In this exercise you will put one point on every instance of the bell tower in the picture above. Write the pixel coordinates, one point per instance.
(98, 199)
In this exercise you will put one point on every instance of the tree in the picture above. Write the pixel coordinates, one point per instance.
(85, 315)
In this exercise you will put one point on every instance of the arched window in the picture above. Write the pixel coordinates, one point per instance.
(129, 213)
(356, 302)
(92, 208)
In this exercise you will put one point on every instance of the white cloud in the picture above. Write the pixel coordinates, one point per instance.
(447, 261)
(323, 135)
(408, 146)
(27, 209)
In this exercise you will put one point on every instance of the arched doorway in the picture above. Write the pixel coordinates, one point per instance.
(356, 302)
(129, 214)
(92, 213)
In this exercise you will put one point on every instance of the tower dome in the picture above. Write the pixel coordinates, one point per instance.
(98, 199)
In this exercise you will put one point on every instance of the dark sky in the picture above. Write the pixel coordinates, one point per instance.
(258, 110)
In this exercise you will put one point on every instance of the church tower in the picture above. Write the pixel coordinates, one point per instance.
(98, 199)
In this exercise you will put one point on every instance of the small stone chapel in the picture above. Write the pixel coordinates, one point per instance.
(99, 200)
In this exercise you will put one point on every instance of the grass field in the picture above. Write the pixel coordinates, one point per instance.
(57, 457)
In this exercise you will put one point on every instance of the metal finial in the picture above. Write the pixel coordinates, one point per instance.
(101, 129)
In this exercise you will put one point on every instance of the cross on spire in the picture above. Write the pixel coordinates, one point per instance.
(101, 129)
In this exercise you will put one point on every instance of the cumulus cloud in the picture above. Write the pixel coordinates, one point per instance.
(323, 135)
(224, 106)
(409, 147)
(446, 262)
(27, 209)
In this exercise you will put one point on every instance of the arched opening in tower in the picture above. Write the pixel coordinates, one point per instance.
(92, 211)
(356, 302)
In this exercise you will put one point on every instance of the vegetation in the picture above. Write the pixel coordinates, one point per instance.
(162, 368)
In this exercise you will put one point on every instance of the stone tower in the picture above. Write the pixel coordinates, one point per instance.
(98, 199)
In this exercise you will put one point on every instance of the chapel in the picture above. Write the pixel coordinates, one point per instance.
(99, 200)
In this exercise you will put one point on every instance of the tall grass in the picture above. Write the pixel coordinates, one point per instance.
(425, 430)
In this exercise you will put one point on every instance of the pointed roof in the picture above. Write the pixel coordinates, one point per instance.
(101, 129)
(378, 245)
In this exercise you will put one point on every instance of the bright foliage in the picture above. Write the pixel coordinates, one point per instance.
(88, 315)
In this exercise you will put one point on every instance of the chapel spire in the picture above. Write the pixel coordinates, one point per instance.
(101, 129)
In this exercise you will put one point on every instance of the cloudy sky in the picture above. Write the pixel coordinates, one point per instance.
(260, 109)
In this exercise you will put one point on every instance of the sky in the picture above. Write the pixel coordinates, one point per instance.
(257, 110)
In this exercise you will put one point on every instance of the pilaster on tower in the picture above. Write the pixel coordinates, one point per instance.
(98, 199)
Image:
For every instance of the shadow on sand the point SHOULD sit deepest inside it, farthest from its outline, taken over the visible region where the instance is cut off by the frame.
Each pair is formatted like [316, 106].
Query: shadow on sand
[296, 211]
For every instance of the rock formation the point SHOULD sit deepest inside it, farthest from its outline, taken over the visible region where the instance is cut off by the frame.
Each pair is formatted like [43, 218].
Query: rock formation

- - -

Description of the task: Your answer should be the records above, set down exactly.

Result:
In this exercise you will put one point on every instance of the bell tower in the picture above. Write the pixel coordinates, one point per instance.
(98, 199)
In this exercise you will put one point on every instance of the tree in the picture above. Write the pixel coordinates, one point per instance.
(85, 315)
In this exercise you will put one point on every instance of the arched window in the picture above. Write the pixel coordinates, one point per instance.
(129, 213)
(356, 302)
(92, 208)
In this exercise you will put one point on every instance of the white cloud in the picture above. Write the pixel coordinates, one point per instance.
(447, 261)
(323, 135)
(408, 146)
(27, 209)
In this exercise you will put one point on every instance of the arched doorway in the picture above. Write the pixel coordinates, one point per instance.
(356, 302)
(129, 214)
(92, 213)
In this exercise you will put one point on every instance of the tower dome in the picture above. Write the pixel coordinates, one point per instance.
(98, 199)
In this exercise you will put one point on every instance of the dark sky in the picture above. Write the pixel coordinates, one point per instance.
(258, 110)
In this exercise you will put one point on every instance of the church tower in the picture above. Write the pixel coordinates, one point per instance.
(98, 199)
In this exercise you will put one point on every instance of the small stone chapel in the picture above. Write the pixel coordinates, one point per instance.
(99, 200)
In this exercise you will put one point on every instance of the grass field in the picture above. Write the pixel coordinates, one point per instance.
(57, 457)
In this exercise you will put one point on every instance of the metal finial in the picture above. Write the pixel coordinates, one point per instance.
(101, 129)
In this exercise you will put one point on every instance of the cross on spire in the picture above. Write the pixel coordinates, one point per instance.
(101, 129)
In this exercise you will put one point on every instance of the cumulus cloud in the picture above. Write the pixel coordinates, one point per instance.
(323, 135)
(224, 106)
(409, 147)
(446, 262)
(27, 209)
In this exercise you will put one point on every instance of the arched opening in tower in the picture above. Write the pixel coordinates, one point per instance.
(92, 211)
(356, 302)
In this exercise you will put one point on every instance of the vegetation in the picture above. Write the pixel coordinates, one point per instance.
(162, 368)
In this exercise you will put one point on every instance of the stone tower in the picture above. Write the pixel coordinates, one point per instance.
(98, 199)
In this exercise you will put one point on every instance of the chapel in the picture above. Write the pixel coordinates, one point per instance.
(99, 200)
In this exercise you will put one point on every instance of the tall grass in the picture above. Write the pixel coordinates, one point per instance.
(425, 430)
In this exercise you will put one point on every instance of the pointed roof in the picture above. Write the pixel coordinates, one point per instance.
(101, 129)
(378, 245)
In this exercise you will put one point on every instance of the bright foliage in the picture above. Write the pixel coordinates, one point per instance.
(88, 315)
In this exercise you will put one point on every instance of the chapel spire in the picture above. Write the pixel coordinates, one point per instance.
(101, 129)
In this exercise you will put one point on every instance of the cloudy sky in the picture above. Write the pixel coordinates, one point per instance.
(260, 109)
In this exercise you will put one point on every instance of the sky in the picture above. Write the pixel coordinates, one point per instance.
(257, 110)
In this exercise you will put one point on every instance of the pilaster on tower in the picture above. Write the pixel coordinates, one point per instance.
(98, 199)
Image:
For every instance of the shadow on sand the point SHOULD sit deepest inside it, farthest from its outline, taken over the visible region where the instance is cut off by the frame.
Each pair is formatted like [316, 106].
Query: shadow on sand
[296, 211]
For every instance of the rock formation the point SHOULD sit deepest inside it, farthest from its outline, taken over the visible region where the instance is cut off by the frame.
Each pair is formatted like [43, 218].
Query: rock formation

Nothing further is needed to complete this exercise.